— START INFORMATION SUPPLIED —
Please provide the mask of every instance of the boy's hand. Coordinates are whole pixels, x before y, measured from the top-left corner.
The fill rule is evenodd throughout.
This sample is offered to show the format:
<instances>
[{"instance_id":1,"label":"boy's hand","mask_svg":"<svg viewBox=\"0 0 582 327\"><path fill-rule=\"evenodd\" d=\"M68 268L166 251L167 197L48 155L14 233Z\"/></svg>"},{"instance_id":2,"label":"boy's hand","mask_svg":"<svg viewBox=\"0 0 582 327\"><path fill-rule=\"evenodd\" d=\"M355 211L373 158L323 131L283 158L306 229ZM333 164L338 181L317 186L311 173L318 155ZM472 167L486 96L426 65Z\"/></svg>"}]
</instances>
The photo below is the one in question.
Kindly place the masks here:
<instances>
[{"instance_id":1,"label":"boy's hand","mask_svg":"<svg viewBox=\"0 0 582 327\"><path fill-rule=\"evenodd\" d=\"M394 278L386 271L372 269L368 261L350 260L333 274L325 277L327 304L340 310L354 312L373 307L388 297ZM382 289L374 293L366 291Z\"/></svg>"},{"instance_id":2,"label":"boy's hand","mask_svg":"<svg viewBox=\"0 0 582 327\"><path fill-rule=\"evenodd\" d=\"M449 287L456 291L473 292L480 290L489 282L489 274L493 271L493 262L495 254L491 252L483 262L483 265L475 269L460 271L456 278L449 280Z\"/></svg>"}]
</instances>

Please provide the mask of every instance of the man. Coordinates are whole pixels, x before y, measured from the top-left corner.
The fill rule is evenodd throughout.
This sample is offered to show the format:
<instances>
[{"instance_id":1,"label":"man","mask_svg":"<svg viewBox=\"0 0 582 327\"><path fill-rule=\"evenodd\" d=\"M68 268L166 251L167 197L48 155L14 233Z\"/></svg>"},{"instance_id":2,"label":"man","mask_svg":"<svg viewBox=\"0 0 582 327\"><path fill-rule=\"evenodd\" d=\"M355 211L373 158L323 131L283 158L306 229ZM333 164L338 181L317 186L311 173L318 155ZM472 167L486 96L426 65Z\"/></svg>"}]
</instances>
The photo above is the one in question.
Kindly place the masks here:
— END INFORMATION SUPPLIED —
WHAT TO DO
Could you give the part of the listing that opens with the line containing "Please provide the mask of every instance of the man." and runs to the end of the listing again, swapping "sample" for "example" and leaving everything else the same?

SOLUTION TO THIS PROBLEM
Please provide the mask of every instance of the man. Coordinates are whole pixels, x before y, measured from the top-left corner.
The fill rule is evenodd throughout.
This example is offered to show the format:
<instances>
[{"instance_id":1,"label":"man","mask_svg":"<svg viewBox=\"0 0 582 327\"><path fill-rule=\"evenodd\" d=\"M68 268L166 251L167 197L48 155L14 233Z\"/></svg>"},{"instance_id":2,"label":"man","mask_svg":"<svg viewBox=\"0 0 582 327\"><path fill-rule=\"evenodd\" d=\"M355 211L373 158L323 131L283 158L306 229ZM333 164L338 181L317 186L311 173L318 155ZM472 167L486 96L426 65Z\"/></svg>"}]
</instances>
The photo above is the one in question.
Kindly place the masks here:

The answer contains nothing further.